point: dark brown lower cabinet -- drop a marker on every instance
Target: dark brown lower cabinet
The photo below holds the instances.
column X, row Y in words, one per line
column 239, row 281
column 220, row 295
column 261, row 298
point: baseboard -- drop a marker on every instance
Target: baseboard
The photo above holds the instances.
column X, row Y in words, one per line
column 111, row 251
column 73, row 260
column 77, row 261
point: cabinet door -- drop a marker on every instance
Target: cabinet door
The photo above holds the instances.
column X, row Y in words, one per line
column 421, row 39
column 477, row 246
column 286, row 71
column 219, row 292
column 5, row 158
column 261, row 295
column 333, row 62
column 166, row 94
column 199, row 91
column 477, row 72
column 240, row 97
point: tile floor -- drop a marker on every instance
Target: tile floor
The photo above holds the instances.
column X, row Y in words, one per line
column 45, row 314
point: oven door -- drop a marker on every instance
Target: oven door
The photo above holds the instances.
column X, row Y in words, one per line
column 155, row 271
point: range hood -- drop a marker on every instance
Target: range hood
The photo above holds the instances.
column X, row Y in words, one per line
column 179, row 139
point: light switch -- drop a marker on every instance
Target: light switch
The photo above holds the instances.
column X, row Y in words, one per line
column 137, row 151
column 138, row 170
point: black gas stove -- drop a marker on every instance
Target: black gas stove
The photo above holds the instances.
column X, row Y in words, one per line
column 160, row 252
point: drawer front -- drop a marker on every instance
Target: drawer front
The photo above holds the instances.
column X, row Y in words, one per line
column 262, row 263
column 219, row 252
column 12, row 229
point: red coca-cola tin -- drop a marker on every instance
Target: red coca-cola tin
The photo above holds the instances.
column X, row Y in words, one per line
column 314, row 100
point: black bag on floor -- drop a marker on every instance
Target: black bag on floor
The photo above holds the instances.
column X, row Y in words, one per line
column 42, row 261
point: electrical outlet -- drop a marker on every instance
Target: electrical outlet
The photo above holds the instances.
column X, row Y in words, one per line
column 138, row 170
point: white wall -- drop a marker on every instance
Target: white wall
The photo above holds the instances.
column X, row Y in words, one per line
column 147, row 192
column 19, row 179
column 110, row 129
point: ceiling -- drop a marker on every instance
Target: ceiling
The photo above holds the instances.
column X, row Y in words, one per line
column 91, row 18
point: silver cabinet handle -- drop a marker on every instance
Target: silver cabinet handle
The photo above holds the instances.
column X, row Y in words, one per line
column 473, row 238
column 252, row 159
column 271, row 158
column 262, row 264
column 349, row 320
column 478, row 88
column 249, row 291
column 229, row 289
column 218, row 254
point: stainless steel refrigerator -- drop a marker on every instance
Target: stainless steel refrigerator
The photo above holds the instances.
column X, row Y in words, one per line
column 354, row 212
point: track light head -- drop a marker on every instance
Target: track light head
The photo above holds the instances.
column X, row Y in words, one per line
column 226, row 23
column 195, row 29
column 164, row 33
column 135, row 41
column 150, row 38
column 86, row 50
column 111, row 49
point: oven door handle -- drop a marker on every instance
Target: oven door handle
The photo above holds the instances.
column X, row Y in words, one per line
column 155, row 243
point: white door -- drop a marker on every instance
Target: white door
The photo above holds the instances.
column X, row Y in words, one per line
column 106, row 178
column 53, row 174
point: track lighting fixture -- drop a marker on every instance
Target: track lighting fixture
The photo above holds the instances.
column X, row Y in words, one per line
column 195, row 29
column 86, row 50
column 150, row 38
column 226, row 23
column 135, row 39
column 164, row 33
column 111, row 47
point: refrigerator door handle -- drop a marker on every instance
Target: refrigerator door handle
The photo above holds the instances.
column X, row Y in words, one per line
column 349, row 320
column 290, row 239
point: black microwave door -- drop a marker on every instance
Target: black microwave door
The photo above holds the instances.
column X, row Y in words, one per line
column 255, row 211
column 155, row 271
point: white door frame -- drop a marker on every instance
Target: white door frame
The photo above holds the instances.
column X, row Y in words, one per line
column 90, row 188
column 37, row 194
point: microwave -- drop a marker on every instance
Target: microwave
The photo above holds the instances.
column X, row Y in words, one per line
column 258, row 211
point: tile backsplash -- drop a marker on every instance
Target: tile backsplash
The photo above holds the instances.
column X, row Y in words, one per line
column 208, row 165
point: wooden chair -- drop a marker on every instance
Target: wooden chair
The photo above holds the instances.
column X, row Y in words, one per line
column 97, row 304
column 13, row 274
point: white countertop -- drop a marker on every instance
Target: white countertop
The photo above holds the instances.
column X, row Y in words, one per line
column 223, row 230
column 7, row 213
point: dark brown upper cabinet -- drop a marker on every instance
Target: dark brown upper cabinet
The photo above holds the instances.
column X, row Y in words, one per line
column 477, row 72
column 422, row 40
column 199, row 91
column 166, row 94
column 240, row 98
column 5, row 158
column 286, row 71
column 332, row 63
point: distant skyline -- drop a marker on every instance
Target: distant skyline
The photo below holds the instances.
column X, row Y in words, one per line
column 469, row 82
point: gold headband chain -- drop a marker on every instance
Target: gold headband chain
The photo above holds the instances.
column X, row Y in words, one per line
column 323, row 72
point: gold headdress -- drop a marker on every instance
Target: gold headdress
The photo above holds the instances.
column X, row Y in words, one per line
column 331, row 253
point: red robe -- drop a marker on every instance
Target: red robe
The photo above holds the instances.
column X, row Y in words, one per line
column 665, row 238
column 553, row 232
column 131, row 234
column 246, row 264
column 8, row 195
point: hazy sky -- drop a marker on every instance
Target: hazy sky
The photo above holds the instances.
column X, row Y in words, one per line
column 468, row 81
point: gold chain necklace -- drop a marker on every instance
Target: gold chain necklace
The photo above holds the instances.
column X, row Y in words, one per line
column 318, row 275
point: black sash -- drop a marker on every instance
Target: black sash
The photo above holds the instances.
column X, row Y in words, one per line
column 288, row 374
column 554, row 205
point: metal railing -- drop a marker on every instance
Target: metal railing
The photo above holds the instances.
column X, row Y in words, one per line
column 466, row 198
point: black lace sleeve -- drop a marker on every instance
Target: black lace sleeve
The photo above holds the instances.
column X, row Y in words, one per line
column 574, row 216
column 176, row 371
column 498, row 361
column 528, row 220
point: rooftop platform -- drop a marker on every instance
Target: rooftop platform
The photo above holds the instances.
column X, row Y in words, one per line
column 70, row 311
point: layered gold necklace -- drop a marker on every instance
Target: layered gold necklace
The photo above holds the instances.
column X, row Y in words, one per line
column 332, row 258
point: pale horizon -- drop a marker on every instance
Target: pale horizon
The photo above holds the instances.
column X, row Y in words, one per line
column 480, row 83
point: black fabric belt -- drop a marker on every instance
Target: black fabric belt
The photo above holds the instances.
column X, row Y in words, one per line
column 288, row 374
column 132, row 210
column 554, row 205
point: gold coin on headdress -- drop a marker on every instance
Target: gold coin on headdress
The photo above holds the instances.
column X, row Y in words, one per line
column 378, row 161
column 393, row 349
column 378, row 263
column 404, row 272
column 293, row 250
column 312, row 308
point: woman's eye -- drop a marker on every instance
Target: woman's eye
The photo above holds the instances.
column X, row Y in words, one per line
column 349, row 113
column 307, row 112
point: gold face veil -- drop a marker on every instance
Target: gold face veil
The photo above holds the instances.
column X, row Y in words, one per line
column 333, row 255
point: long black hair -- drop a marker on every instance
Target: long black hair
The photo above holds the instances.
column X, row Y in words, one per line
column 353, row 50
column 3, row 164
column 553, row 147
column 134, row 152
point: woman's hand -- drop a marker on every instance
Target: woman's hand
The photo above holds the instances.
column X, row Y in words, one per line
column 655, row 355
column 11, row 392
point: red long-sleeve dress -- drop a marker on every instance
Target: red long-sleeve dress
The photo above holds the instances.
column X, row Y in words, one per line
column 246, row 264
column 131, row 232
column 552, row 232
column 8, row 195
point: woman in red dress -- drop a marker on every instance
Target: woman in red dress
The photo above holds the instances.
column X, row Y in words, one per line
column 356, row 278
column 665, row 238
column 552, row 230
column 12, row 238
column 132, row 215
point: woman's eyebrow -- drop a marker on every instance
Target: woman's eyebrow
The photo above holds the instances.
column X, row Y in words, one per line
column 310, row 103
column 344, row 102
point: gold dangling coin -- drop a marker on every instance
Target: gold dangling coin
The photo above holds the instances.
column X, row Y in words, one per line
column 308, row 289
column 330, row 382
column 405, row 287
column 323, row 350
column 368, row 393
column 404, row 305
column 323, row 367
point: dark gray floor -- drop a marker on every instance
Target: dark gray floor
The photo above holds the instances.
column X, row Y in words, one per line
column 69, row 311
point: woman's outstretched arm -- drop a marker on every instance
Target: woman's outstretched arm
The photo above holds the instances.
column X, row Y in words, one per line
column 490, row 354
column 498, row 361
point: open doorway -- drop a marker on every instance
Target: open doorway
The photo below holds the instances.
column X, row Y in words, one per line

----

Given instruction | Reproduce word for word the lines of the listing starting with the line containing "point: black fabric" and going on through the line containing "column 132, row 215", both included.

Output of the exercise |
point: black fabric belt -- drop a marker on every instance
Target: black fabric belt
The photo above holds the instances.
column X, row Y in words, one per line
column 288, row 374
column 132, row 210
column 554, row 205
point: gold coin on headdress -- drop a marker on every instance
Target: gold coin on headdress
The photo above holds the instances.
column X, row Y in words, one per line
column 378, row 161
column 393, row 349
column 378, row 263
column 404, row 272
column 293, row 250
column 312, row 308
point: woman's eye -- drop a marker on every instance
Target: woman's eye
The photo above holds the instances.
column X, row Y in words, one per line
column 349, row 113
column 307, row 112
point: gold face veil -- drop a marker on every instance
Target: gold face veil
The photo above holds the instances.
column X, row Y in words, one per line
column 333, row 255
point: long black hair -- drop a marker on every instance
Target: long black hair
The photo above holds the instances.
column X, row Y in words, one per line
column 353, row 50
column 3, row 164
column 553, row 147
column 134, row 152
point: woman's hand -- drop a marker on every instance
Target: woman's hand
The photo above holds the instances.
column X, row Y in words, one per line
column 655, row 355
column 11, row 392
point: red long-sleeve dress -- drop a marker on every instance
Target: red long-sleeve dress
The photo above holds the instances.
column X, row Y in words, one per line
column 246, row 264
column 131, row 232
column 552, row 232
column 8, row 195
point: woman in red dress -- drop a marker on every instance
Target: woman in red dress
The photo above holds the instances.
column X, row Y in words, one per line
column 356, row 278
column 665, row 238
column 552, row 230
column 12, row 238
column 132, row 215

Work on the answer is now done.